* START Data supplied *
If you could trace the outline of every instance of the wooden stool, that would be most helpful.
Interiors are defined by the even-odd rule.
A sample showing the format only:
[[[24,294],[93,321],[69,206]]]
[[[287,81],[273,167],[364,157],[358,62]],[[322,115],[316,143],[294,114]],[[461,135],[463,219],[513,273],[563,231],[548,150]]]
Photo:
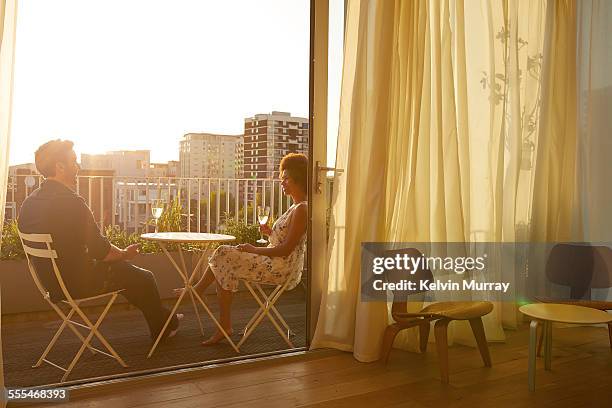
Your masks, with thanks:
[[[491,356],[482,325],[482,316],[493,310],[491,302],[438,302],[431,304],[418,313],[400,312],[406,310],[406,302],[393,303],[391,315],[395,323],[387,326],[381,348],[381,359],[386,363],[397,334],[411,327],[419,327],[421,352],[427,350],[430,323],[435,321],[436,348],[440,360],[440,379],[448,384],[448,324],[453,320],[468,320],[478,344],[478,350],[486,367],[491,367]]]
* END Data supplied *
- Goal
Please update the records above, replacing "wooden stool" with "folding chair" and keeping every other line unchanged. Leave the pictures out of your answer.

- Task output
If you could trace the outline of every instance of the folding chair, that would be most helpful.
Interiors are defined by the even-odd rule.
A sample showing the format only:
[[[24,294],[93,321],[69,206]]]
[[[287,81],[273,167],[364,157],[358,62]],[[322,115],[316,143],[294,114]],[[461,135],[463,219],[513,273],[563,231],[548,150]]]
Photo:
Your masks, with thanks:
[[[491,356],[482,325],[482,316],[493,310],[491,302],[438,302],[431,304],[418,313],[400,312],[406,310],[406,302],[393,303],[391,315],[395,323],[387,326],[381,348],[381,359],[386,363],[397,334],[411,327],[419,327],[421,352],[427,350],[430,323],[435,321],[436,348],[440,360],[440,379],[448,384],[448,324],[453,320],[468,320],[478,344],[478,350],[486,367],[491,367]]]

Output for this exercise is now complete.